[Data for the task]
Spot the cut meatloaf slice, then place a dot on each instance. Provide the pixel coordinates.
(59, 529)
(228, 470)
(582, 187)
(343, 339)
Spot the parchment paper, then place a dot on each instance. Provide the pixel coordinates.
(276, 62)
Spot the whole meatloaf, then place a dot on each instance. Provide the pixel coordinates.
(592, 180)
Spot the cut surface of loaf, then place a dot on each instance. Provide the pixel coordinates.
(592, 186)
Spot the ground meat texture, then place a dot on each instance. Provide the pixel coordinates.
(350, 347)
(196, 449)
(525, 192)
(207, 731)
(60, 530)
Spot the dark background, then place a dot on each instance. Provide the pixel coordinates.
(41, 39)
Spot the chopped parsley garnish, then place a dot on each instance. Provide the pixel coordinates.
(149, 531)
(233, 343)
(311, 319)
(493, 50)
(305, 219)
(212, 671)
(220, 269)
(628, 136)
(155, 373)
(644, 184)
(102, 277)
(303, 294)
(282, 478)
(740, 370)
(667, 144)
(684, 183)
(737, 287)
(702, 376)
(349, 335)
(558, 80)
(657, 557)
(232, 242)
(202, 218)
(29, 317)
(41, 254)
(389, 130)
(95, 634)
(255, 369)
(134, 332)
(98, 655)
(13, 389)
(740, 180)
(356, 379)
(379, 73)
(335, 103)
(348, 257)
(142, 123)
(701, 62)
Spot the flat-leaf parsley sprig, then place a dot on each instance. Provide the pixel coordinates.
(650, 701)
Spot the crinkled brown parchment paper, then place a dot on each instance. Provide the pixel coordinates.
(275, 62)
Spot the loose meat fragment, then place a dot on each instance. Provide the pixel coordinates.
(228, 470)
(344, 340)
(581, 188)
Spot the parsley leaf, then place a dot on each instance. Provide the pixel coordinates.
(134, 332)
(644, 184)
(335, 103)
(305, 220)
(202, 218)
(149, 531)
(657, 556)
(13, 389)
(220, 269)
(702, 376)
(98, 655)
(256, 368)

[Task objective] All of the entries must be written out exactly as they stand.

[Task output]
Spot the cut meatloaf slice, then place a dot on each instance. Provide the pixel coordinates.
(59, 529)
(228, 470)
(582, 187)
(343, 339)
Spot the parchment paper, then place a dot on each instance. Provide the pixel coordinates.
(276, 62)
Spot the whole meatloaf, then place a dot on each instance. Provide the pixel coordinates.
(592, 180)
Spot the cut surface of loaf, then place a dot on each instance. Provide the pixel coordinates.
(592, 186)
Spot the ground meat texture, then place a dot on each instance. Provide the pixel coordinates.
(350, 347)
(196, 449)
(525, 192)
(207, 731)
(60, 530)
Spot the dark background, then place a dot on each instance. Provide the pixel coordinates.
(41, 39)
Spot the chopped parsley garnish, then place a dot on each instance. Provide the pixel coordinates.
(149, 531)
(233, 343)
(311, 319)
(493, 50)
(305, 219)
(212, 671)
(220, 269)
(628, 136)
(155, 373)
(644, 184)
(102, 277)
(303, 294)
(282, 478)
(740, 370)
(667, 144)
(684, 183)
(737, 287)
(702, 376)
(349, 335)
(558, 80)
(657, 557)
(232, 242)
(202, 218)
(29, 317)
(41, 254)
(389, 130)
(95, 634)
(255, 369)
(134, 332)
(98, 655)
(13, 389)
(740, 180)
(356, 379)
(379, 73)
(335, 103)
(348, 257)
(142, 123)
(701, 62)
Spot the flat-leaf parsley sprig, then place a dot on each instance. Provide the pixel coordinates.
(650, 701)
Spot the crinkled brown parchment paper, then place a dot on each instance. Provide the pixel coordinates.
(275, 62)
Spot the loose meat fragment, then place a dot on each instance. Provide the pixel coordinates.
(228, 470)
(344, 340)
(581, 188)
Spot the parsley leaf, then place a dot on each instance. Provide the pixel coordinates.
(134, 332)
(644, 184)
(335, 103)
(305, 220)
(202, 218)
(149, 531)
(657, 556)
(13, 389)
(220, 269)
(702, 376)
(98, 655)
(256, 368)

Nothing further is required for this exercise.